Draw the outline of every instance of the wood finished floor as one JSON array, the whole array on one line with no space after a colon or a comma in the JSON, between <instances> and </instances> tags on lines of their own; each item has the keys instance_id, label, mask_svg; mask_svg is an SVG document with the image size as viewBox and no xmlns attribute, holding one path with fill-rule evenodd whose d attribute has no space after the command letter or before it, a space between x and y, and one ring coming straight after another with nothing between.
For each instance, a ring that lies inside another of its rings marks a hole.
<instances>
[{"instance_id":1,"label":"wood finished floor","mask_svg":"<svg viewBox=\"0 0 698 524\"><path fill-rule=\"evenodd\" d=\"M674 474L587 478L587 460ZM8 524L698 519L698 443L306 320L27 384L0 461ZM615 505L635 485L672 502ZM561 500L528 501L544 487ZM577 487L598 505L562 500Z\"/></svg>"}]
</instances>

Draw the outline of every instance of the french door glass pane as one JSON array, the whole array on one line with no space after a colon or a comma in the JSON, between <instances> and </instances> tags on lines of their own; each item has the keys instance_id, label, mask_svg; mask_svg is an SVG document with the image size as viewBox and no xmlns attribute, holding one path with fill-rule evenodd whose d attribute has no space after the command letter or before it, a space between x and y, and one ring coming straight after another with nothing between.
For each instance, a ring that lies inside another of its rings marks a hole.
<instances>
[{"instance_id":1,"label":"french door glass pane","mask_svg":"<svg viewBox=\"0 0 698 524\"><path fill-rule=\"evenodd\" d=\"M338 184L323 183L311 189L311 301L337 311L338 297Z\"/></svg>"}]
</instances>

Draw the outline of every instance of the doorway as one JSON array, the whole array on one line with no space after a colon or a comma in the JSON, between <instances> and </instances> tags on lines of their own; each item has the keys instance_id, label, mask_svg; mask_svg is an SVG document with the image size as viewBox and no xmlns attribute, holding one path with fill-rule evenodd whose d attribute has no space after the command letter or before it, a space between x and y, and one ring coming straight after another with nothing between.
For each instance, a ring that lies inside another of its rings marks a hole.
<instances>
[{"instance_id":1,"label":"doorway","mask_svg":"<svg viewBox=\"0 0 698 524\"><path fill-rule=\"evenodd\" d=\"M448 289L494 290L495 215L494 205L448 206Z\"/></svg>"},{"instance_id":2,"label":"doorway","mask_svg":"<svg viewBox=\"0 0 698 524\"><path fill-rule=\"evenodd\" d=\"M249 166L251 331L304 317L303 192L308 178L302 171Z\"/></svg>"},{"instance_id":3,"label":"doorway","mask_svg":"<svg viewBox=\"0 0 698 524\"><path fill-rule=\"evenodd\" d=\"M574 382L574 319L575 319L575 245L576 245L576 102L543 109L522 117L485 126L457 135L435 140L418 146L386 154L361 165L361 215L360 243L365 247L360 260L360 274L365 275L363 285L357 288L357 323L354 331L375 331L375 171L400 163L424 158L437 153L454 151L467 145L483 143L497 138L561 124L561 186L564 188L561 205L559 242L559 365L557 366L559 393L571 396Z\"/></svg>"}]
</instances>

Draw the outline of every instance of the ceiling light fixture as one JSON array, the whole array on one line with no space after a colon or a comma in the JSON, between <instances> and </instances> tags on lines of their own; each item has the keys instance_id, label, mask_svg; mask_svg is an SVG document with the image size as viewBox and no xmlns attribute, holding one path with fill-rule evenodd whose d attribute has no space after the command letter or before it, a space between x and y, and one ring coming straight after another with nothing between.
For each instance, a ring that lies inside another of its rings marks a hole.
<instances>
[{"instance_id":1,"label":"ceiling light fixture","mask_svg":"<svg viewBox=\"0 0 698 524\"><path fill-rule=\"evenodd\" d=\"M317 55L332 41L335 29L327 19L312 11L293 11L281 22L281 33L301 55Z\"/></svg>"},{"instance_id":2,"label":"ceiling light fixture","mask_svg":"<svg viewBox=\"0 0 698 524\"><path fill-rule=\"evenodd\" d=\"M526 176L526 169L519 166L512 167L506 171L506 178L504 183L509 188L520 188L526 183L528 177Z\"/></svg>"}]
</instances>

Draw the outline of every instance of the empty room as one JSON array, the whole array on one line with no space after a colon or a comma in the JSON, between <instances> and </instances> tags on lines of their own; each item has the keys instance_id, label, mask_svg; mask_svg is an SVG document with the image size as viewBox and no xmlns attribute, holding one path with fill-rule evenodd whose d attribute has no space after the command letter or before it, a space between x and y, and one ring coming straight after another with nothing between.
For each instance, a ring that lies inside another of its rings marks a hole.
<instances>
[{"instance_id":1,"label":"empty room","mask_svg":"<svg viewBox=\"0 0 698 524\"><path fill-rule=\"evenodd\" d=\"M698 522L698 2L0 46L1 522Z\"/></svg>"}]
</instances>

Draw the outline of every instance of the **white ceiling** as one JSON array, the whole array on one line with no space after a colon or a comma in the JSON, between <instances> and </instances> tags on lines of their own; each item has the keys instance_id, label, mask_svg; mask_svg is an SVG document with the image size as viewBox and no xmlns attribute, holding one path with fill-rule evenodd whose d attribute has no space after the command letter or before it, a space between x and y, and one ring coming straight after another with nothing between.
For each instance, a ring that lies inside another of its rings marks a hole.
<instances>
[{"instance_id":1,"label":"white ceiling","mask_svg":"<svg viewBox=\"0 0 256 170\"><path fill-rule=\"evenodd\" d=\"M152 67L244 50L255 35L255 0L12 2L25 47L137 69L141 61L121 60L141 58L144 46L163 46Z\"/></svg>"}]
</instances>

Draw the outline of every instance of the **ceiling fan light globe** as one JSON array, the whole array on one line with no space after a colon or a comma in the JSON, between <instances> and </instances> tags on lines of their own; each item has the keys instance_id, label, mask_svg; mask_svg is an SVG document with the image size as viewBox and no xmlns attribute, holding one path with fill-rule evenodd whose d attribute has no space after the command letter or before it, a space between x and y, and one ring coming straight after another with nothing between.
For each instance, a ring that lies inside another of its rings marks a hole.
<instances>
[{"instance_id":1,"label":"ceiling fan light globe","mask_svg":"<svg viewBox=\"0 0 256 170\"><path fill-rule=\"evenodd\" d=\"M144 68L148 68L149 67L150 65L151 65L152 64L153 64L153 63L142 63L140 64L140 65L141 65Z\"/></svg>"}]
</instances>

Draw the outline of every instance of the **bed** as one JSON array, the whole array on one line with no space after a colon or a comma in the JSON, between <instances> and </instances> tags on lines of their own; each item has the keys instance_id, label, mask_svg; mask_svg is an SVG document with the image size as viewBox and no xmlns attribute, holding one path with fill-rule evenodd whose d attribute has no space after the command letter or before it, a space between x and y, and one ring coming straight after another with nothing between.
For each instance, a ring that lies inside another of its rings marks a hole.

***

* [WORK TO BE COMPLETED]: Return each line of the items above that contains the string "glass", copied in full.

* [EXERCISE RESULT]:
Draw the outline of every instance of the french door glass pane as one JSON array, the whole array on one line with no space after a colon or a comma in the JSON, between <instances> and </instances> tags on lines of their own; each item has the keys instance_id, label, mask_svg; mask_svg is an SVG document with the image size as viewBox and no xmlns attribute, holding one path with fill-rule evenodd whose d attribute has no space after the command letter or before it, a space between x and y, and one ring coming straight after another with nothing between.
[{"instance_id":1,"label":"french door glass pane","mask_svg":"<svg viewBox=\"0 0 698 524\"><path fill-rule=\"evenodd\" d=\"M338 184L323 183L311 189L311 301L337 311L338 297Z\"/></svg>"}]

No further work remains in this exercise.